When a tool isn't managed, no one is monitoring whether the licenses are being used, whether the contract terms still match actual needs, or whether a renewal is approaching that could be renegotiated or canceled.
Unmanaged applications also sit outside the renewal calendar. That means auto-renewals can trigger without anyone evaluating whether the tool is still needed, locking the organization into another contract cycle for software that may no longer serve a purpose.
Operational Inefficiencies and Duplicated Workflows
Unmanaged SaaS fragments how teams work. When different departments use different tools for the same function, data ends up siloed across platforms that don't integrate with each other.
For example, a customer record might exist in three different CRM-adjacent tools. Project status might live in one team's task manager but never sync to the reporting platform leadership uses.
Silos create manual workarounds, duplicated data entry, and inconsistent reporting that slow decision-making across the organization.
Long-Term Business Impact on Growth and Scalability
As organizations grow, the cost of unmanaged SaaS compounds. Every new hire, team expansion, and acquisition adds software that may or may not be tracked. Without an effective discovery and governance framework, the portfolio grows faster than the organization's ability to manage it.
With large portfolios, even a small percentage of unmanaged apps can represent millions in uncontrolled spend and dozens of unmonitored security exposures. Organizations that don't build SaaS management discipline early will find it exponentially harder to establish it later.
Real-World Examples of Unmanaged SaaS Risks
These scenarios illustrate how common, everyday situations create tangible exposure.
- Marketing teams adopting unapproved tools
- Ex-employees retaining access to critical systems
- Sensitive data exposed through unmanaged integrations
- AI tools processing confidential data
Marketing Teams Adopting Unapproved Tools
Imagine this: A marketing team at a mid-size enterprise signs up for a social media scheduling tool on a free tier to manage an upcoming product launch. The tool works well, so the team upgrades to a paid plan using a department credit card. Three months later, a second marketing team in another region independently purchases the same tool, unaware that the first subscription exists.
Neither subscription is tracked in the IT inventory. The company now pays for two separate accounts for the same tool, with no SSO integration, no centralized admin, and no data-sharing agreement in place. Customer data, campaign assets, and audience lists sit in a platform that IT has never reviewed for security or compliance.
Former Employees Retaining Access to Critical Systems
Here’s another scenario. A sales engineer leaves the company, and HR completes the standard offboarding checklist: laptop returned, badge deactivated, corporate email disabled. But the employee had signed up for a project management tool using their personal email and connected it to the company's CRM through an OAuth integration.
Because the tool was never part of the IT inventory, it wasn't included in the offboarding workflow. The former employee still has access to active deal data, client communications, and pipeline forecasts, and the security team has no way to know the access exists until something goes wrong.
————————
→ **COMPLETE THE FOLLOWING**:
A) In the unmanaged SaaS text, which three offboarding steps did HR complete when the sales engineer left?
B) Turn the paragraph of the unmanaged SaaS text that opens with "Neither subscription is tracked" into a short bulleted list that keeps its main facts.
C) Write out a passage of the unmanaged SaaS text word for word, beginning at the words "Long-Term Business Impact" and stopping after "to manage it.".
You won't need the material that comes after this text.

→ **PROVIDED MATERIAL**:
————————
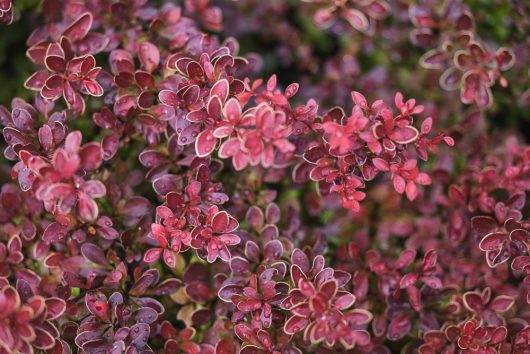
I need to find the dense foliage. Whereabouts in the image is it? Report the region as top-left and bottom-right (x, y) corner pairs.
(0, 0), (530, 354)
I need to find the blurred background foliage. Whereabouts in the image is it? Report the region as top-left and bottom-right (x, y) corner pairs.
————————
→ **PER-TASK OUTPUTS**:
A) The laptop was returned, the badge was deactivated, and the corporate email was disabled.

B)
- Neither subscription appears in the IT inventory.
- The company pays for two separate accounts for the same tool.
- There is no SSO integration, no centralized admin, and no data-sharing agreement.
- Customer data, campaign assets, and audience lists are held in a platform IT has never reviewed for security or compliance.

C)
Long-Term Business Impact on Growth and Scalability
As organizations grow, the cost of unmanaged SaaS compounds. Every new hire, team expansion, and acquisition adds software that may or may not be tracked. Without an effective discovery and governance framework, the portfolio grows faster than the organization's ability to manage it.